**What this task involves**
Convert every line of the records below into a Markdown table with the columns "Row" and "Line," numbering each row and skipping blank lines. Leave the pictures out of the table.

[Collection entries]
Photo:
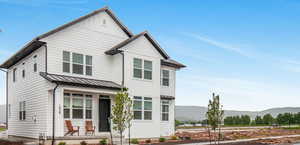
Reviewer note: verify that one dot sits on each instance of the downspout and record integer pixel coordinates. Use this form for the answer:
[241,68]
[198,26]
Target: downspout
[6,96]
[53,115]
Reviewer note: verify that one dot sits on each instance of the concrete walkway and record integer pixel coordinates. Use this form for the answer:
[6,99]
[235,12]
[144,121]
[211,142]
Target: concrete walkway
[245,140]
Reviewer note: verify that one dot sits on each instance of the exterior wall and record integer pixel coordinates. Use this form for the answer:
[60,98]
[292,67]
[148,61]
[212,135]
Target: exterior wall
[31,89]
[169,90]
[89,37]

**Worked answer**
| Row | Line |
|---|---|
| 1 | Photo: |
| 2 | Reviewer note: verify that one dot sits on each instance of the downspout and record integer pixel coordinates. Use this form for the answer: |
| 3 | [241,68] |
| 4 | [198,26] |
| 5 | Target: downspout |
| 6 | [6,96] |
| 7 | [53,115] |
| 8 | Reviewer note: verify that one dot sits on each instance of the concrete walkway and record integer pixel coordinates. Use this form for the answer: |
| 9 | [6,99] |
| 10 | [235,12] |
| 11 | [144,121] |
| 12 | [211,142] |
| 13 | Target: concrete walkway |
| 14 | [245,140] |
| 15 | Reviewer note: verify that one dot sits on each instance of the exterior wall and record integer pixel coordinates. Use this form for the answer: |
| 16 | [60,98] |
| 17 | [292,67] |
| 18 | [148,61] |
| 19 | [212,135] |
| 20 | Target: exterior wall |
| 21 | [31,89] |
| 22 | [169,90] |
| 23 | [89,37] |